**What the exercise asks:**
Your answer should be the complete data, copied exactly.

**Input data:**
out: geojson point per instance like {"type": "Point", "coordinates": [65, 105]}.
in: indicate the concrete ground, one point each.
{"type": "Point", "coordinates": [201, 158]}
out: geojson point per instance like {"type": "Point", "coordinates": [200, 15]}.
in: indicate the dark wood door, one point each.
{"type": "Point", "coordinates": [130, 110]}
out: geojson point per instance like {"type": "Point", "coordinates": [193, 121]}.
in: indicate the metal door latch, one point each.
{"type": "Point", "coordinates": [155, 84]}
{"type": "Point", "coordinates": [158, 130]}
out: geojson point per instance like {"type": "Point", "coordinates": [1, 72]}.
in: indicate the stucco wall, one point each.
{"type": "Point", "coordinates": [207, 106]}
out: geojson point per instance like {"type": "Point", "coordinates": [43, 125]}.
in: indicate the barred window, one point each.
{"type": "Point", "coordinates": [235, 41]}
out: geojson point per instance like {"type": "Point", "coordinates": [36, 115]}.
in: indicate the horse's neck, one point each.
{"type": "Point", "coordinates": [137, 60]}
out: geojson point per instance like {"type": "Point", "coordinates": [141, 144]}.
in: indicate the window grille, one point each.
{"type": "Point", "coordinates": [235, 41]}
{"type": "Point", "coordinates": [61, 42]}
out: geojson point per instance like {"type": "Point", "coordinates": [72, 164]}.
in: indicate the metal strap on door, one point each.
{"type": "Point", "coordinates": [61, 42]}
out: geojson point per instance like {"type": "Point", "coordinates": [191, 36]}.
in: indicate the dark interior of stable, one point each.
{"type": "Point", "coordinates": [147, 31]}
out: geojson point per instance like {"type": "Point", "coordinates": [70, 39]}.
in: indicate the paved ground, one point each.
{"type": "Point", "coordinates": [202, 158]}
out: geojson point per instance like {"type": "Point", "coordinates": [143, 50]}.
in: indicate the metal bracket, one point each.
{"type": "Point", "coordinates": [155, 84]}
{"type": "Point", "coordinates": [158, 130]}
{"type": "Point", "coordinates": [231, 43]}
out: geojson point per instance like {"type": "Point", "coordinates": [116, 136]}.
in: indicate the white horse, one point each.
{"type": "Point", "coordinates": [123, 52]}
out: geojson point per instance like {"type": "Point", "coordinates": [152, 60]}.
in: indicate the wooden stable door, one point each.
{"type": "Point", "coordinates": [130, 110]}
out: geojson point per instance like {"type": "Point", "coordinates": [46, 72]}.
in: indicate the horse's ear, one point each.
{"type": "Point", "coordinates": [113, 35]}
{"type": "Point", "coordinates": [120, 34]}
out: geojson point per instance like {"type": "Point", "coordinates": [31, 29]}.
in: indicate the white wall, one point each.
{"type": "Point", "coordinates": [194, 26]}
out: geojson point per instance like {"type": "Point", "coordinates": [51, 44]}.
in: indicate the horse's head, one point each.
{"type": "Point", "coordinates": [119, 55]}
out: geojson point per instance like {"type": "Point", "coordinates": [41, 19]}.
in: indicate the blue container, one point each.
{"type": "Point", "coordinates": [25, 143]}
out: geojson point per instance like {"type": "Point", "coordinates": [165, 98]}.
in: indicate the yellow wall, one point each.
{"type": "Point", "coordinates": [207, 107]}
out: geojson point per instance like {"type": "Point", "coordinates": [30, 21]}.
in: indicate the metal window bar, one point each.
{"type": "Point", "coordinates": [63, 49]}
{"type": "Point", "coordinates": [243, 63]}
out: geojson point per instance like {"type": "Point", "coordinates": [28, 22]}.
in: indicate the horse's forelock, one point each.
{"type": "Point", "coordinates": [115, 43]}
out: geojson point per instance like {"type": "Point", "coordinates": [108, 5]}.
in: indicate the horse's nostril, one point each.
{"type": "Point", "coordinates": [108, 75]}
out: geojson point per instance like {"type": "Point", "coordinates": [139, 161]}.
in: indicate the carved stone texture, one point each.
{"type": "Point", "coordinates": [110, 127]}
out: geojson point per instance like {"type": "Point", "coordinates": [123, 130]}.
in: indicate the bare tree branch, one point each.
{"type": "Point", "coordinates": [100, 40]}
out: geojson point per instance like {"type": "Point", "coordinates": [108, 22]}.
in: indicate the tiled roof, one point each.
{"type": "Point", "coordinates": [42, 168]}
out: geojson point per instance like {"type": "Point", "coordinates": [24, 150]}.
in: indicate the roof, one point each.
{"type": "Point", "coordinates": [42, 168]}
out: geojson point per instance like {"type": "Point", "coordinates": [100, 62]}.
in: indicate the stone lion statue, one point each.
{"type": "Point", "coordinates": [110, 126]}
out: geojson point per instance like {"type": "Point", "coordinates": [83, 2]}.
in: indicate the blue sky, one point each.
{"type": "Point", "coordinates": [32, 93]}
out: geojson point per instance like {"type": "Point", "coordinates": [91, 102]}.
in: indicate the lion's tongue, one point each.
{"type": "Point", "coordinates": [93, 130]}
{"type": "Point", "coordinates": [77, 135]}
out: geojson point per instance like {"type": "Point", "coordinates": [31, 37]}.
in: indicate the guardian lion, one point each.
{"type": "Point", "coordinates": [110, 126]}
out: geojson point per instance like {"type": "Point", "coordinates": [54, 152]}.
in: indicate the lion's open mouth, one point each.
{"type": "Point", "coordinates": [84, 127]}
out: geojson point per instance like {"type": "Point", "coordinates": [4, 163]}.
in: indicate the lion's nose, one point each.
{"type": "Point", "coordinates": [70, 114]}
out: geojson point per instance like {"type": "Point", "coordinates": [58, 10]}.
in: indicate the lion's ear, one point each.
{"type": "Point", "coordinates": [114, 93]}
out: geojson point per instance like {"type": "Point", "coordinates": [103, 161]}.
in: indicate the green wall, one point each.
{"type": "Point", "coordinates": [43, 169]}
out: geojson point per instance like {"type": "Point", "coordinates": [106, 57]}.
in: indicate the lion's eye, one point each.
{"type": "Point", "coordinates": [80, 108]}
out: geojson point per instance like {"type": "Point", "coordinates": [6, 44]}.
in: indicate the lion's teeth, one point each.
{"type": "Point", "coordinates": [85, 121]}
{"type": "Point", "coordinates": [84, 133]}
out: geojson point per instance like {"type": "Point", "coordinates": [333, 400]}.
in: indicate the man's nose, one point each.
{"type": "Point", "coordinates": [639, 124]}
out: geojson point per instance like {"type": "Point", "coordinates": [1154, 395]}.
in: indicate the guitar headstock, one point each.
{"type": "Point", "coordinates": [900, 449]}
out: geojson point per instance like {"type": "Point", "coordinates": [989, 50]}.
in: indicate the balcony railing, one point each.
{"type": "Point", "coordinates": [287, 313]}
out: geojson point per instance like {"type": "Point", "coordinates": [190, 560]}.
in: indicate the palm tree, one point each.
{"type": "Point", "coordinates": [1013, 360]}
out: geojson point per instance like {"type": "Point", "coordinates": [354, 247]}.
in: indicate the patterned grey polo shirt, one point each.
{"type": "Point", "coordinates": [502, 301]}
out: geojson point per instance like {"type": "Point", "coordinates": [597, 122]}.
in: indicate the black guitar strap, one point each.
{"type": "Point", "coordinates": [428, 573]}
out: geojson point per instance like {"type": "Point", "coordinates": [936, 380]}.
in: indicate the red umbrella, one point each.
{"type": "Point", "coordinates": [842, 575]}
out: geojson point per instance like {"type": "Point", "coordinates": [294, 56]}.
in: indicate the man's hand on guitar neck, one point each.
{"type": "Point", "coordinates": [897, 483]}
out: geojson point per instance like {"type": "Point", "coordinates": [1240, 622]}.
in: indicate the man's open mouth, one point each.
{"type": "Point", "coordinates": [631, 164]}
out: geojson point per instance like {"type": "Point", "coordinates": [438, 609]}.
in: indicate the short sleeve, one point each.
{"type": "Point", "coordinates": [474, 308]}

**Task answer:**
out: geojson point per instance like {"type": "Point", "coordinates": [65, 105]}.
in: indicate the concrete ground, one point each.
{"type": "Point", "coordinates": [201, 158]}
out: geojson point per instance like {"type": "Point", "coordinates": [200, 15]}.
in: indicate the dark wood door, one point each.
{"type": "Point", "coordinates": [130, 110]}
out: geojson point per instance like {"type": "Point", "coordinates": [193, 121]}.
in: indicate the metal door latch, one point each.
{"type": "Point", "coordinates": [155, 84]}
{"type": "Point", "coordinates": [158, 130]}
out: geojson point per instance like {"type": "Point", "coordinates": [1, 72]}.
in: indicate the stucco wall, one point each.
{"type": "Point", "coordinates": [207, 106]}
out: geojson point per instance like {"type": "Point", "coordinates": [43, 125]}.
in: indicate the barred window, one point each.
{"type": "Point", "coordinates": [235, 41]}
out: geojson point per instance like {"type": "Point", "coordinates": [36, 115]}.
in: indicate the horse's neck, one point each.
{"type": "Point", "coordinates": [137, 60]}
out: geojson point per instance like {"type": "Point", "coordinates": [141, 144]}.
in: indicate the window grille, one point each.
{"type": "Point", "coordinates": [235, 41]}
{"type": "Point", "coordinates": [61, 42]}
out: geojson point per instance like {"type": "Point", "coordinates": [72, 164]}.
in: indicate the metal strap on door, one point each.
{"type": "Point", "coordinates": [61, 42]}
out: geojson point per instance like {"type": "Point", "coordinates": [191, 36]}.
in: indicate the dark interior of stable, one point each.
{"type": "Point", "coordinates": [147, 31]}
out: geojson point per instance like {"type": "Point", "coordinates": [70, 39]}.
in: indicate the paved ground, one point each.
{"type": "Point", "coordinates": [202, 158]}
out: geojson point per instance like {"type": "Point", "coordinates": [143, 50]}.
in: indicate the metal bracket, one point each.
{"type": "Point", "coordinates": [155, 84]}
{"type": "Point", "coordinates": [158, 130]}
{"type": "Point", "coordinates": [231, 43]}
out: geojson point per instance like {"type": "Point", "coordinates": [116, 136]}.
in: indicate the white horse, one point each.
{"type": "Point", "coordinates": [123, 52]}
out: geojson point per instance like {"type": "Point", "coordinates": [152, 60]}.
in: indicate the wooden stable door, one point each.
{"type": "Point", "coordinates": [130, 110]}
out: geojson point per instance like {"type": "Point", "coordinates": [46, 72]}.
in: indicate the horse's ear, one point each.
{"type": "Point", "coordinates": [113, 35]}
{"type": "Point", "coordinates": [120, 34]}
out: geojson point per instance like {"type": "Point", "coordinates": [31, 29]}.
in: indicate the white wall, one point each.
{"type": "Point", "coordinates": [194, 26]}
out: geojson point per instance like {"type": "Point", "coordinates": [51, 44]}.
in: indicate the horse's head, one point each.
{"type": "Point", "coordinates": [119, 55]}
out: geojson point per instance like {"type": "Point", "coordinates": [41, 19]}.
in: indicate the blue container, one point each.
{"type": "Point", "coordinates": [25, 143]}
out: geojson point per instance like {"type": "Point", "coordinates": [165, 98]}.
in: indicate the yellow wall, one point each.
{"type": "Point", "coordinates": [207, 107]}
out: geojson point per instance like {"type": "Point", "coordinates": [30, 21]}.
in: indicate the metal window bar, one point each.
{"type": "Point", "coordinates": [63, 49]}
{"type": "Point", "coordinates": [243, 63]}
out: geojson point per instance like {"type": "Point", "coordinates": [28, 22]}.
in: indicate the horse's forelock, one point each.
{"type": "Point", "coordinates": [115, 43]}
out: geojson point per instance like {"type": "Point", "coordinates": [108, 5]}.
in: indicate the horse's nostril, one point each.
{"type": "Point", "coordinates": [108, 75]}
out: geojson point per instance like {"type": "Point", "coordinates": [139, 161]}.
in: indicate the carved stone texture, one point each.
{"type": "Point", "coordinates": [110, 127]}
out: geojson point per instance like {"type": "Point", "coordinates": [123, 130]}.
in: indicate the bare tree branch, one point each.
{"type": "Point", "coordinates": [100, 40]}
out: geojson point per instance like {"type": "Point", "coordinates": [108, 22]}.
in: indicate the tiled roof, one point each.
{"type": "Point", "coordinates": [42, 168]}
out: geojson point per instance like {"type": "Point", "coordinates": [24, 150]}.
in: indicate the roof, one point each.
{"type": "Point", "coordinates": [42, 168]}
out: geojson point per instance like {"type": "Point", "coordinates": [100, 62]}.
in: indicate the stone lion statue, one point each.
{"type": "Point", "coordinates": [110, 126]}
out: geojson point per instance like {"type": "Point", "coordinates": [83, 2]}.
in: indicate the blue sky, one point each.
{"type": "Point", "coordinates": [32, 93]}
out: geojson point per instance like {"type": "Point", "coordinates": [91, 102]}.
in: indicate the lion's tongue, one point each.
{"type": "Point", "coordinates": [93, 130]}
{"type": "Point", "coordinates": [77, 135]}
out: geojson point per instance like {"type": "Point", "coordinates": [31, 37]}.
in: indicate the guardian lion, one point each.
{"type": "Point", "coordinates": [110, 126]}
out: geojson point per instance like {"type": "Point", "coordinates": [54, 152]}.
in: indicate the lion's open mouth, one point each.
{"type": "Point", "coordinates": [84, 127]}
out: geojson point per instance like {"type": "Point", "coordinates": [4, 163]}.
in: indicate the lion's nose, one point each.
{"type": "Point", "coordinates": [70, 114]}
out: geojson point per instance like {"type": "Point", "coordinates": [58, 10]}.
in: indicate the lion's ear, one point each.
{"type": "Point", "coordinates": [114, 93]}
out: geojson point per instance like {"type": "Point", "coordinates": [103, 161]}.
in: indicate the green wall, one point each.
{"type": "Point", "coordinates": [43, 169]}
out: geojson point per instance like {"type": "Point", "coordinates": [106, 57]}.
in: indicate the lion's eye, one point each.
{"type": "Point", "coordinates": [80, 108]}
out: geojson point per instance like {"type": "Point", "coordinates": [6, 44]}.
in: indicate the lion's teeth, one point each.
{"type": "Point", "coordinates": [85, 121]}
{"type": "Point", "coordinates": [84, 133]}
out: geojson point per instance like {"type": "Point", "coordinates": [333, 400]}.
in: indicate the man's nose, one point each.
{"type": "Point", "coordinates": [639, 124]}
out: geojson point per instance like {"type": "Point", "coordinates": [1154, 395]}.
in: indicate the guitar headstock, one point each.
{"type": "Point", "coordinates": [900, 449]}
out: geojson point per instance like {"type": "Point", "coordinates": [989, 50]}.
in: indicate the balcony railing, one point each.
{"type": "Point", "coordinates": [287, 313]}
out: geojson point per instance like {"type": "Point", "coordinates": [190, 560]}.
in: indicate the palm tree, one point each.
{"type": "Point", "coordinates": [1013, 360]}
out: geojson point per instance like {"type": "Point", "coordinates": [354, 247]}.
in: indicate the patterned grey polo shirt, one point each.
{"type": "Point", "coordinates": [502, 301]}
out: geojson point per instance like {"type": "Point", "coordinates": [597, 122]}.
in: indicate the black guitar strap, one point each.
{"type": "Point", "coordinates": [428, 573]}
out: geojson point per instance like {"type": "Point", "coordinates": [936, 380]}.
in: indicate the red umbrella, one point each.
{"type": "Point", "coordinates": [842, 575]}
out: geojson point per instance like {"type": "Point", "coordinates": [294, 56]}.
in: indicate the man's hand on guitar neck, one point each.
{"type": "Point", "coordinates": [897, 483]}
out: geojson point per instance like {"type": "Point", "coordinates": [1240, 622]}.
in: indicate the man's open mouth, one point each.
{"type": "Point", "coordinates": [631, 164]}
out: geojson point per instance like {"type": "Point", "coordinates": [438, 609]}.
in: indicate the short sleeve, one point each.
{"type": "Point", "coordinates": [474, 308]}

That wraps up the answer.